• _What is needed_
What is needed is an exact repeat of the lines from the line containing "hiker in this photo, one line per instance." through the final line of the entries below, and nothing else.

Collected data
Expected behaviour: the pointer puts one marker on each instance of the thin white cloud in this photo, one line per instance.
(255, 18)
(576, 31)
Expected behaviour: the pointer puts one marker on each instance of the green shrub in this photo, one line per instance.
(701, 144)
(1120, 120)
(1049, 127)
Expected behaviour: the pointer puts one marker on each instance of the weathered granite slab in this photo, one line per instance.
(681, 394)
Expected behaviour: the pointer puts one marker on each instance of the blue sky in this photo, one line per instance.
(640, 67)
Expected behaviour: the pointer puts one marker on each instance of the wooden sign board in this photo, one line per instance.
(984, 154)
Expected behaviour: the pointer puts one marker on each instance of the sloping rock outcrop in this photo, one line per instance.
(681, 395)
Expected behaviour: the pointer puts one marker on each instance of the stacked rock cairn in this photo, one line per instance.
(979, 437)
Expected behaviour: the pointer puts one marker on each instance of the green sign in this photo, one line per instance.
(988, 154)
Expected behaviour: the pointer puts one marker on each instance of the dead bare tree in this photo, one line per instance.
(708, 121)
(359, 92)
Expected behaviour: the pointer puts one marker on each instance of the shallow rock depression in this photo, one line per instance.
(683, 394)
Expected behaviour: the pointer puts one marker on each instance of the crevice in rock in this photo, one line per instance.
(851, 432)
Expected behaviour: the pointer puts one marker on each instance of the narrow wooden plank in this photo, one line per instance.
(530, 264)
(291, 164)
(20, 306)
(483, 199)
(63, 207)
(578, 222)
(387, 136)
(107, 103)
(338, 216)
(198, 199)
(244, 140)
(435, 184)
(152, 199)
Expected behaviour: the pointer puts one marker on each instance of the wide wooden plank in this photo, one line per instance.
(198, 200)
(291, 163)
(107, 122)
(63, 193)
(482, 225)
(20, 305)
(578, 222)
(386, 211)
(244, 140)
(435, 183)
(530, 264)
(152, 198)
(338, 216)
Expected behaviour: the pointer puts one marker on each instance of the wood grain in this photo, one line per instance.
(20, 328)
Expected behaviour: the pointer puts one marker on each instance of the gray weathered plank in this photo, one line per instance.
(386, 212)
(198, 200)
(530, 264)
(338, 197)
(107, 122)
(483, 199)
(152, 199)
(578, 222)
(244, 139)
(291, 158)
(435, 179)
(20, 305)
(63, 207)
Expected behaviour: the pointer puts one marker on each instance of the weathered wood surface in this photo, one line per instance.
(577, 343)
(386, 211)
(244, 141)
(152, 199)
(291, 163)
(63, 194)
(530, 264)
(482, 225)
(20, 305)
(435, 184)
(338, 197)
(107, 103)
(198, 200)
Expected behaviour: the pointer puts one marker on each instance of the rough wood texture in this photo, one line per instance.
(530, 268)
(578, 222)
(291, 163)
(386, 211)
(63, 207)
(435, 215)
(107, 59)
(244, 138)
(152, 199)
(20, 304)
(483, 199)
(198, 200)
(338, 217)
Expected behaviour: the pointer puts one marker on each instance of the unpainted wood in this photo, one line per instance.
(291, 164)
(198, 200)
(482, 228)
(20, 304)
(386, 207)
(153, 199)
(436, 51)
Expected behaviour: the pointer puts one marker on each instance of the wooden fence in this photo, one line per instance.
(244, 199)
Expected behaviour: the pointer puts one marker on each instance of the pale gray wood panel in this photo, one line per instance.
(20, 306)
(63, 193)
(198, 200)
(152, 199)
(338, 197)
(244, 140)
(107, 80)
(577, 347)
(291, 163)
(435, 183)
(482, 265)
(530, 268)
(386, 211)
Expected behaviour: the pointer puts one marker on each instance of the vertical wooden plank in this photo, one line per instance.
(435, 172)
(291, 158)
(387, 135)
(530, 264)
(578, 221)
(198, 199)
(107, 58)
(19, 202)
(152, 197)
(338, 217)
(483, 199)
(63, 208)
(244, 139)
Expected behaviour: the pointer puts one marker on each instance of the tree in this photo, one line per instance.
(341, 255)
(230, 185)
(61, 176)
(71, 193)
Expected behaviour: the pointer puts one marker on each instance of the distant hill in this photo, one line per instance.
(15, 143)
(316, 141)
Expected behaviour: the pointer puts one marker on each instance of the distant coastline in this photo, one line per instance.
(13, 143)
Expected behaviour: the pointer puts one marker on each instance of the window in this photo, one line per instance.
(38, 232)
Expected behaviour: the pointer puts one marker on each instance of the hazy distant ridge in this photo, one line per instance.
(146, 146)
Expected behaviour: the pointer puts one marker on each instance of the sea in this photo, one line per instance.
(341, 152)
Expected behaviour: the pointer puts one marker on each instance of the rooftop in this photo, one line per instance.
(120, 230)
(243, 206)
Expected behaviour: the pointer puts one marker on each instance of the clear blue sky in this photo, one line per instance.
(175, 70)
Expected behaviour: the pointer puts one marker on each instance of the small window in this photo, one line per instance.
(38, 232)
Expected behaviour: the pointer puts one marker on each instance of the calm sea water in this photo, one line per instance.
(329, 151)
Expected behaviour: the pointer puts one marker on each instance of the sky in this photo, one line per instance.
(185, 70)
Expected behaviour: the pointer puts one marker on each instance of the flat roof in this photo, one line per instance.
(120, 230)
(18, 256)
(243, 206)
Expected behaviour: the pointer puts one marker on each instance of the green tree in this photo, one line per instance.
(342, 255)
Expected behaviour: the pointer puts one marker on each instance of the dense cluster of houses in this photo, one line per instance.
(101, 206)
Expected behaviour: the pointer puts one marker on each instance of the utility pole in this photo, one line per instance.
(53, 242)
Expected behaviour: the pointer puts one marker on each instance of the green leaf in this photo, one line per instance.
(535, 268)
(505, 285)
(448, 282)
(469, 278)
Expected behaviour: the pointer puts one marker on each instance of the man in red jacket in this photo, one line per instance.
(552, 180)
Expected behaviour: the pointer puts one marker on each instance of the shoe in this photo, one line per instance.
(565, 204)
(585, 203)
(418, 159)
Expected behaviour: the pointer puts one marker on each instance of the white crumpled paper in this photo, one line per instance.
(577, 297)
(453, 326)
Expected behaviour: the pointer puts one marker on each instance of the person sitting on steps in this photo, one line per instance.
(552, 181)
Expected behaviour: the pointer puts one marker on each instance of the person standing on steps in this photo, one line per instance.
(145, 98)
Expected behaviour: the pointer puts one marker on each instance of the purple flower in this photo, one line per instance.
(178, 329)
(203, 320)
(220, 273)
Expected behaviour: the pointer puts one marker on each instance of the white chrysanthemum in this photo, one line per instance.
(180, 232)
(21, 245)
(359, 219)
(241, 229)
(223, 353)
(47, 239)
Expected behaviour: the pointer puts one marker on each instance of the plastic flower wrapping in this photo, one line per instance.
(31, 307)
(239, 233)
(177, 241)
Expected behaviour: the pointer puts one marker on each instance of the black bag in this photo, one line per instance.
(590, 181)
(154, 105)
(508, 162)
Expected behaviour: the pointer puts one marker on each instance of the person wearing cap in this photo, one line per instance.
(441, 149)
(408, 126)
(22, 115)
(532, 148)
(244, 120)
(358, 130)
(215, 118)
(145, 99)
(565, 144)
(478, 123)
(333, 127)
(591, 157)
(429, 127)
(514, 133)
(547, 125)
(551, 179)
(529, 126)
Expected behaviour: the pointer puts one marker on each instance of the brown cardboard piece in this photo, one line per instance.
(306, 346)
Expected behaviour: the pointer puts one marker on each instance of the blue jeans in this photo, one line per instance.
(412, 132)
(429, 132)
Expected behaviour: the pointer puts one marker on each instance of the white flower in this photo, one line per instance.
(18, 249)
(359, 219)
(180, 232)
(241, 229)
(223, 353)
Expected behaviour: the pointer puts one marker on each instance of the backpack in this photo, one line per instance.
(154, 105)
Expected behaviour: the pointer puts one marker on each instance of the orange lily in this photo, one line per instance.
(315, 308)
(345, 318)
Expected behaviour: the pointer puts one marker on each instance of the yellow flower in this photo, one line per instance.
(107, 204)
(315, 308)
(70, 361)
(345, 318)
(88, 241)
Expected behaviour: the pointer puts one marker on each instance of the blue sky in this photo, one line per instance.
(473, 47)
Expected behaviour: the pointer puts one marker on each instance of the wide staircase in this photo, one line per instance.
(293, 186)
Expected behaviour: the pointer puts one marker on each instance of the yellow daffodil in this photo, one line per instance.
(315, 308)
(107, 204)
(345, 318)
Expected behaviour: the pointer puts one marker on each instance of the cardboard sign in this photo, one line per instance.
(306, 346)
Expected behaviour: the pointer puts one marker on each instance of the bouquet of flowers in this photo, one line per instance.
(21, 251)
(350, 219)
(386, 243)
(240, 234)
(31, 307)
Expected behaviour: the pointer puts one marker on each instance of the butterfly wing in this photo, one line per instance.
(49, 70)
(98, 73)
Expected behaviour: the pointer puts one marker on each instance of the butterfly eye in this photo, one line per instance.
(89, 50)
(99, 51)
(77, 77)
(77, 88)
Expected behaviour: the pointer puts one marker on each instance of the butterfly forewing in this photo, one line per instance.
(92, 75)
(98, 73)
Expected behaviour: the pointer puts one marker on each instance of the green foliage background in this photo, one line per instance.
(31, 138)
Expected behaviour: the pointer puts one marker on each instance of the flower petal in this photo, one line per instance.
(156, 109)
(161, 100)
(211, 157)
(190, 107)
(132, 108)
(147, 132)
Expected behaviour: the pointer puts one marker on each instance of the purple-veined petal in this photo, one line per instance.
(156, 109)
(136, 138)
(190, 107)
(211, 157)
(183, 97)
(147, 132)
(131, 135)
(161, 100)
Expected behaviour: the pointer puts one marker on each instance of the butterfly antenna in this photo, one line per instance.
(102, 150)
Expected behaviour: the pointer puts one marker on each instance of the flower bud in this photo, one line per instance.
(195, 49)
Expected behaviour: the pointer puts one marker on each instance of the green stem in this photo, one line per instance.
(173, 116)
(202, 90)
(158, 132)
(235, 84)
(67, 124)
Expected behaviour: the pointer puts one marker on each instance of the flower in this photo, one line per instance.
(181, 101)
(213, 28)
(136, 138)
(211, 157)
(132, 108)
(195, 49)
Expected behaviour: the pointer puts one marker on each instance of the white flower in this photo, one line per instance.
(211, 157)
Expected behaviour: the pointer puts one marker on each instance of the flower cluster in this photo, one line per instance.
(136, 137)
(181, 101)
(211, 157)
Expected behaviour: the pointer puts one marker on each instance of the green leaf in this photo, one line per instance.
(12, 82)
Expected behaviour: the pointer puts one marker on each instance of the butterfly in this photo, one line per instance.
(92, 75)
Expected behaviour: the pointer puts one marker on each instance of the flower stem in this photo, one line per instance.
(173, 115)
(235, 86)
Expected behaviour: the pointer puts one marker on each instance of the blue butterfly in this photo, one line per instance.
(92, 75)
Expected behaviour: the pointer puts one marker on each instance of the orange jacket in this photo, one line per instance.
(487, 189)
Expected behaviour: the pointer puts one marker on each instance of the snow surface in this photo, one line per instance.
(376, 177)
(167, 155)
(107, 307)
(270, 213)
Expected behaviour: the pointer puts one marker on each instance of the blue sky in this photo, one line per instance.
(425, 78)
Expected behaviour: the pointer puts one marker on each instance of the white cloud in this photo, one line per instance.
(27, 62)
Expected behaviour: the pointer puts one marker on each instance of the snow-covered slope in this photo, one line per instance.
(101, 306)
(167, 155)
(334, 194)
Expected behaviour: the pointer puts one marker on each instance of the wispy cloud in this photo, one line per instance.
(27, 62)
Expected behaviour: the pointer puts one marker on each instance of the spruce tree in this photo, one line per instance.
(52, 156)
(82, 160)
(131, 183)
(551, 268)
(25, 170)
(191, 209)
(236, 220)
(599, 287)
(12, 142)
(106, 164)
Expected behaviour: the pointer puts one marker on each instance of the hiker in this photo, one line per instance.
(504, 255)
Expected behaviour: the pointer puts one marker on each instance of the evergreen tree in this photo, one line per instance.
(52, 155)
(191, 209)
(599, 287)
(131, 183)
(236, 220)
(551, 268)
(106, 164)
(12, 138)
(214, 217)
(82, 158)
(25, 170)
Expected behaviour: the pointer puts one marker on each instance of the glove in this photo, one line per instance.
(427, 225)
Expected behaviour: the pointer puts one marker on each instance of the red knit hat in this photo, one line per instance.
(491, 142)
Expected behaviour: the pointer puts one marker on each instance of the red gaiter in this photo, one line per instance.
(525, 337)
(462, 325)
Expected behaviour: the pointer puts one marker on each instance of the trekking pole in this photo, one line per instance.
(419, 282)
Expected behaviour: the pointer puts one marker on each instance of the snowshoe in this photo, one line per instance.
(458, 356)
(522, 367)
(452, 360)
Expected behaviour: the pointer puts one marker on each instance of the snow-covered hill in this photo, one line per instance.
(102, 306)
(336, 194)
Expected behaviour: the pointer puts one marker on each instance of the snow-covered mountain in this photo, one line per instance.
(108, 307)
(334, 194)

• _Output of the exercise_
Expected behaviour: the pointer puts one marker on each instance of the hiker in this photo, one line per instance.
(504, 255)
Expected behaviour: the pointer puts one marker on each instance of the evergreen tree in this photo, one line per instance.
(52, 155)
(191, 209)
(599, 287)
(131, 183)
(236, 220)
(551, 268)
(106, 164)
(12, 138)
(214, 217)
(82, 158)
(25, 170)
Expected behaviour: the pointer puts one marker on each instance of the glove in this photo, one line per instance.
(427, 225)
Expected behaviour: the pointer puts one marker on each instance of the red knit hat in this photo, one line per instance.
(491, 142)
Expected behaviour: the pointer puts one marker on each instance of the red gaiter in this photo, one line per instance.
(525, 337)
(462, 325)
Expected behaviour: the pointer puts one marker on each instance of the trekking pole in this photo, one line per instance.
(419, 282)
Expected behaviour: the pointer puts one marker on each instance of the snowshoe in this photo, one line per instance.
(458, 356)
(522, 367)
(452, 360)
Expected behaviour: the pointer puts one marker on each instance of the snow-covered hill in this photo, one line per instance.
(102, 306)
(336, 194)
Expected behaviour: the pointer puts one marker on each instance of the snow-covered mountain in this photo, one line per instance.
(108, 307)
(334, 194)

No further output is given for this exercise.